- **What you have to do**
Starting at the line that contains "the form [942,490].", copy each line through the final one exactly as written.

Saved data entries
^^^^^^^^

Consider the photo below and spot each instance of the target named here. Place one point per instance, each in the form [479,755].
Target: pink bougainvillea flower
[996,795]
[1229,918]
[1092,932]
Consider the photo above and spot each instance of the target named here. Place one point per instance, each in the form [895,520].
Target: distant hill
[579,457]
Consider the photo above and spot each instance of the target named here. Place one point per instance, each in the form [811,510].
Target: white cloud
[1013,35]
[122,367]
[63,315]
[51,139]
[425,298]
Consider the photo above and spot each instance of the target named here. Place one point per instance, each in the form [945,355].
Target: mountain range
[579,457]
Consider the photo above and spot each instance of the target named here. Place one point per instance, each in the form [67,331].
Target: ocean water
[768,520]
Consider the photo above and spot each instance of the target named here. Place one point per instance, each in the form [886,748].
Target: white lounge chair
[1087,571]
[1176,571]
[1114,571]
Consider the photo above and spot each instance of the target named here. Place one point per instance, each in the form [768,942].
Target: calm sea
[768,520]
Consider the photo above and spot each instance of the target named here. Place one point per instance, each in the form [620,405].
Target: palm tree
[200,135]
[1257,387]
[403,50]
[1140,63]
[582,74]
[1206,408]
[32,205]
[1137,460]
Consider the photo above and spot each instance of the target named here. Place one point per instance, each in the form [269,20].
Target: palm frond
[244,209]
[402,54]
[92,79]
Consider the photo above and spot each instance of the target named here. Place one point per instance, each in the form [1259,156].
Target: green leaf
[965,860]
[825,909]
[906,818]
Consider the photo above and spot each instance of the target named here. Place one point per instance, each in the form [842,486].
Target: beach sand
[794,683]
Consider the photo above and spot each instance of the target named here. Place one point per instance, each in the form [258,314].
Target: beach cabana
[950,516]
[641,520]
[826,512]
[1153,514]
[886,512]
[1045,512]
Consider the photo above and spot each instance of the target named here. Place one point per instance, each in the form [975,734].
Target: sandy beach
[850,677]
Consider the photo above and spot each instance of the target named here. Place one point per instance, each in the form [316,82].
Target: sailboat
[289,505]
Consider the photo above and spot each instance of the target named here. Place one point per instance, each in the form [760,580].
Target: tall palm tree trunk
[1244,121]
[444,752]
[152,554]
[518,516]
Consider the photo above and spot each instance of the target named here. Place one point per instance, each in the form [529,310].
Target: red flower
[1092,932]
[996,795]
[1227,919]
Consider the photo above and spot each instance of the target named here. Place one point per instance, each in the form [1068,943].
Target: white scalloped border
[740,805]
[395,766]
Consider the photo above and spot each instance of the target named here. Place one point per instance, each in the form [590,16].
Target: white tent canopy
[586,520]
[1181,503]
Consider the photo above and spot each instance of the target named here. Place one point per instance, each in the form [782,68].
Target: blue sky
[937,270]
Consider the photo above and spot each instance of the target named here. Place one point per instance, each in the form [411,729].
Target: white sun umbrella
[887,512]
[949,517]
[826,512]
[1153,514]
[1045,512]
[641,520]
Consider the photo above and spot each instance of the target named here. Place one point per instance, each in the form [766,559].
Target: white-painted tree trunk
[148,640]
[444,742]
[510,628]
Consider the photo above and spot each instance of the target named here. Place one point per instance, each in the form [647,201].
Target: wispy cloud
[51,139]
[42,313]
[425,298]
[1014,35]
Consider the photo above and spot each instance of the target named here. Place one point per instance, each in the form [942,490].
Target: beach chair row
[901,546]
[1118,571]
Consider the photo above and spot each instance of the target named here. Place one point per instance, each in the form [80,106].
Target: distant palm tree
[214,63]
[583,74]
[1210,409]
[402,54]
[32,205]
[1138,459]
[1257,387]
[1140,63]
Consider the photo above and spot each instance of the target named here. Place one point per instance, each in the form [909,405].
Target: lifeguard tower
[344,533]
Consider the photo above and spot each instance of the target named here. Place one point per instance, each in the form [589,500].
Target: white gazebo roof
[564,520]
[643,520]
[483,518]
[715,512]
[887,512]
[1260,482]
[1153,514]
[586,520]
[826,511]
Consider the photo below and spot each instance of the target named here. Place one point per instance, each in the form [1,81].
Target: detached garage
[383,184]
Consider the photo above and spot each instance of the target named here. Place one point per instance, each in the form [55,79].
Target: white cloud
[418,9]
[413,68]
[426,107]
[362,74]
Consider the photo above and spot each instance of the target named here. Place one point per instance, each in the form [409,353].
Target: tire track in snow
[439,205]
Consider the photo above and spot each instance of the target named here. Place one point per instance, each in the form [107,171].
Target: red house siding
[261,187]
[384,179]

^^^^^^^^

- **Written reply**
Consider the photo above and spot each instance of the target named here. Place one point per instance, each in the form [942,490].
Target: beach chair row
[901,546]
[1118,571]
Consider the photo above and spot each instance of the target named here. Place one point per instance, each in the form [80,106].
Target: distant palm tree
[214,63]
[583,74]
[1210,409]
[402,54]
[32,205]
[1138,459]
[1257,387]
[1140,63]
Consider the photo above and spot each instance of the target named here. Place one point per instance, each in the form [909,405].
Target: lifeguard tower
[344,533]
Consider the photo above and spot each instance of the target named here. Place one point per instance, each in the form [589,500].
Target: white gazebo roof
[564,520]
[643,520]
[483,518]
[715,512]
[887,512]
[1260,482]
[1153,514]
[586,520]
[826,511]
Consider the photo below and spot each instance of the target named here. Place one point per instance, each in the form [1,81].
Target: detached garage
[383,184]
Consider the photo above and spot each instance of the target named here. Place one point per instance, each in the form [55,79].
Target: white cloud
[418,9]
[413,68]
[426,107]
[362,74]
Consider the photo above and spot each instance of the target named here. Place one point per instance, each in the form [409,353].
Target: tire track in snow
[439,205]
Consider the photo above and spot each instance of the target named here. Place one point per instance, each in the form [107,171].
Target: red house siding
[261,187]
[384,179]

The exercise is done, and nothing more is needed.